▶ [WHAT THE TASK ASKS]: In the listing below, reproduce verbatim every line starting with the one containing "query: salted rim" and going on through the one containing "[567,514,727,644]", both included.

▶ [EXERCISE INPUTS]:
--- start ---
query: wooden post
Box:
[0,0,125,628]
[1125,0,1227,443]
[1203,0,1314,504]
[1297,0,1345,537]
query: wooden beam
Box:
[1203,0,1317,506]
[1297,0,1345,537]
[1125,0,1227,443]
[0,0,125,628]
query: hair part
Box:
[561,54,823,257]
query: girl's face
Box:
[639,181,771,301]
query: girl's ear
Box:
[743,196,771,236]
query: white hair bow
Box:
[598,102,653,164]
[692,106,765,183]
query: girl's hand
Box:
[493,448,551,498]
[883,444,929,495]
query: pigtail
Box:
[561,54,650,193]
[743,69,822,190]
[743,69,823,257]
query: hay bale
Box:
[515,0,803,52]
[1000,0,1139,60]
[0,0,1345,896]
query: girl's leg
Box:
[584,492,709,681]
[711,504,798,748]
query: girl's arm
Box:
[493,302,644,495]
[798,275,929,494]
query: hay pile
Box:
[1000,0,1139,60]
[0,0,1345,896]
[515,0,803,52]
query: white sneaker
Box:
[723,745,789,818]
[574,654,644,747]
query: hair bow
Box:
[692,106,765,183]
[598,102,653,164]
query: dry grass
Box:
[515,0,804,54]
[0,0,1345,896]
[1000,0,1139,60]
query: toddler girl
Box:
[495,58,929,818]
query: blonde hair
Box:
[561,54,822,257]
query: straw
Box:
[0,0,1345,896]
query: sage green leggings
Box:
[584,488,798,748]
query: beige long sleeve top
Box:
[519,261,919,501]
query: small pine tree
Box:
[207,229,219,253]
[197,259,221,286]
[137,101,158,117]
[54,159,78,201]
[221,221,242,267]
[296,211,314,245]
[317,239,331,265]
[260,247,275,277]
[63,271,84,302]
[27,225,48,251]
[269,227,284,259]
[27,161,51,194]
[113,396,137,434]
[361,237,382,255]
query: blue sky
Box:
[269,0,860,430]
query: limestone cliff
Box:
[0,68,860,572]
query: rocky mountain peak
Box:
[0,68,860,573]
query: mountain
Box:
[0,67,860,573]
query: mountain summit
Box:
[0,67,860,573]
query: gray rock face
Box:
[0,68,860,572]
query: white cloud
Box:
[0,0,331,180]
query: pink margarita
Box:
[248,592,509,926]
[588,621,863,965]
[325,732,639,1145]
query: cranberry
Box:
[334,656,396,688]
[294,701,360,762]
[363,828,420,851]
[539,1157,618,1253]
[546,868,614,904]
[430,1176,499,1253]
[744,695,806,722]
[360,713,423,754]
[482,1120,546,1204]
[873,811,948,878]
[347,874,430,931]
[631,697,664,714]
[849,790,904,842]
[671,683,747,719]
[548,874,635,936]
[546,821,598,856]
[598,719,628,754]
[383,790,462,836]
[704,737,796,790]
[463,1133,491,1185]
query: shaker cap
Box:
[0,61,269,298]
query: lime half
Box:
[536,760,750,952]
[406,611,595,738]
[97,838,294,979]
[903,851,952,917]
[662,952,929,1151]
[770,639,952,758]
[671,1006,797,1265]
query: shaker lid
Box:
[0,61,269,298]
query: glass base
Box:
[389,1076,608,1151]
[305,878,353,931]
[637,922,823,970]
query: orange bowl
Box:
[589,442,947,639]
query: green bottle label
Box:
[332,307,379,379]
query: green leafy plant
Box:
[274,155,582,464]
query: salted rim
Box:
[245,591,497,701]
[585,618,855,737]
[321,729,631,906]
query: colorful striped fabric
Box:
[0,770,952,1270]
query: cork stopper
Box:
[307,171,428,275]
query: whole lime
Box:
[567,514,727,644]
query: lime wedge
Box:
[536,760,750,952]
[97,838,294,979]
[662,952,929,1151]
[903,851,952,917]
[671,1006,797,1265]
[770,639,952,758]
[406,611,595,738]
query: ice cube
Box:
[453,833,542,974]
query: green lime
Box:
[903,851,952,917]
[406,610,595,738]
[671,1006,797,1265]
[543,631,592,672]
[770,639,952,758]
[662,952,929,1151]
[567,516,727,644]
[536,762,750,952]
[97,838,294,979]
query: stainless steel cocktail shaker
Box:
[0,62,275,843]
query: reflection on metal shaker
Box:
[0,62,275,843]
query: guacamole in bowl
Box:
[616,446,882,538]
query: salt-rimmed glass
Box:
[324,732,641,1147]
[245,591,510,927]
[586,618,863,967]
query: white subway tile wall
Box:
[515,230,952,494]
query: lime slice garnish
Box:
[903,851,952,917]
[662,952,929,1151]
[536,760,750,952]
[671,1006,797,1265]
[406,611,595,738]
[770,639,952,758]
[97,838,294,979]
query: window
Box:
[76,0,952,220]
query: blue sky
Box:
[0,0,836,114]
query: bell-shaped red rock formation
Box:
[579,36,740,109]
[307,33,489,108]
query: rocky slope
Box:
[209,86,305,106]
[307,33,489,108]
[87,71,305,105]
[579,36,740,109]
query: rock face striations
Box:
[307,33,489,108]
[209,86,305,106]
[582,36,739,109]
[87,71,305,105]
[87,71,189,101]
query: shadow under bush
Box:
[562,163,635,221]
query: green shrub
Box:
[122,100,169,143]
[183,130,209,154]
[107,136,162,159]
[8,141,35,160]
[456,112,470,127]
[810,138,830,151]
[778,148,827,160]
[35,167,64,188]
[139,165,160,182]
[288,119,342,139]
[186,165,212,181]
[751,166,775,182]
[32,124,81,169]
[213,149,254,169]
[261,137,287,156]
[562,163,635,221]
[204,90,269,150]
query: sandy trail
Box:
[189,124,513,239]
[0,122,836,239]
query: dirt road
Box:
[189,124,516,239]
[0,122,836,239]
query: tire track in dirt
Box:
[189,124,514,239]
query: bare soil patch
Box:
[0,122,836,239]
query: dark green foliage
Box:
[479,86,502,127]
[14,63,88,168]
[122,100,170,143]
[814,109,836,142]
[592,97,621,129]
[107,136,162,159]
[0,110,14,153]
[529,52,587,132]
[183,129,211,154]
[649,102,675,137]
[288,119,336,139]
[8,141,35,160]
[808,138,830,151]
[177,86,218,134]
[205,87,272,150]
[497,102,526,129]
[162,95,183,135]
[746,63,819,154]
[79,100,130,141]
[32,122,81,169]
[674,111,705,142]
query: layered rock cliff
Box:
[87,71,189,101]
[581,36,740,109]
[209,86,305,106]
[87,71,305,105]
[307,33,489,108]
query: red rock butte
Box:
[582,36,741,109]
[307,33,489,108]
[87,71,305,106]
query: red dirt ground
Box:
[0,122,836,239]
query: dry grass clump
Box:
--- end ---
▶ [SOLUTION]:
query: salted rim
Box:
[245,591,497,701]
[585,618,855,737]
[321,729,631,906]
query: colorful striped fabric
Box:
[0,770,952,1270]
query: cork stopper
Box:
[307,171,428,275]
query: whole lime
Box:
[567,514,727,644]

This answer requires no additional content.